**Material for the task**

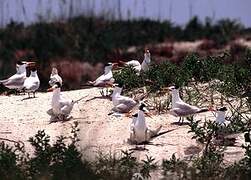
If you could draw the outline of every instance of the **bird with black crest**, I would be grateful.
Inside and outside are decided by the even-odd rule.
[[[95,81],[88,81],[89,85],[96,86],[96,87],[111,87],[114,83],[112,69],[116,66],[117,63],[107,63],[104,67],[104,74],[99,76]],[[108,89],[106,89],[106,93],[109,94]],[[105,96],[105,92],[102,89],[101,95]]]
[[[179,95],[179,87],[177,85],[169,87],[172,95],[172,108],[169,113],[175,117],[179,117],[179,123],[183,124],[184,117],[192,116],[194,114],[207,112],[211,108],[199,108],[185,103]]]
[[[11,77],[0,80],[0,84],[3,84],[8,89],[14,89],[17,91],[22,91],[24,87],[24,81],[26,79],[26,68],[35,65],[35,62],[28,61],[17,61],[16,63],[16,74]]]
[[[151,115],[146,107],[147,105],[141,102],[138,112],[132,116],[129,141],[136,145],[148,142],[153,136],[156,136],[162,128],[162,126],[159,126],[156,130],[148,128],[145,114],[149,117],[151,117]]]
[[[30,76],[24,81],[23,90],[28,93],[30,98],[30,93],[33,93],[33,98],[35,98],[35,93],[40,86],[40,80],[37,75],[37,69],[32,67]]]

**Objective**
Turn the material above into a numbered list with one line per item and no blank lines, leaving out the picture.

**Result for this task**
1. If you could draw the outline of every instance of the **bird with black crest**, I would be grateful.
2. Inside and outside are decided by the even-odd rule.
3. [[[95,81],[88,81],[89,85],[96,86],[96,87],[111,87],[114,83],[112,69],[116,66],[117,63],[107,63],[104,67],[104,74],[99,76]],[[108,89],[106,89],[106,93],[109,94]],[[105,96],[105,92],[102,89],[101,95]]]
4. [[[179,95],[179,87],[177,85],[169,87],[172,95],[172,108],[169,113],[175,117],[179,117],[179,123],[183,124],[184,117],[192,116],[194,114],[207,112],[211,108],[199,108],[185,103]]]
5. [[[11,77],[0,80],[0,84],[3,84],[8,89],[14,89],[17,91],[22,91],[24,87],[24,81],[26,79],[26,68],[35,65],[35,62],[28,61],[17,61],[16,63],[16,74]]]
6. [[[151,115],[146,107],[147,105],[141,102],[138,112],[132,116],[129,141],[136,145],[148,142],[153,136],[156,136],[162,128],[162,126],[159,126],[156,130],[148,128],[145,114],[149,117],[151,117]]]
7. [[[30,76],[24,81],[23,90],[28,93],[30,98],[30,93],[33,93],[33,98],[35,98],[35,93],[40,86],[40,80],[37,75],[37,69],[32,67]]]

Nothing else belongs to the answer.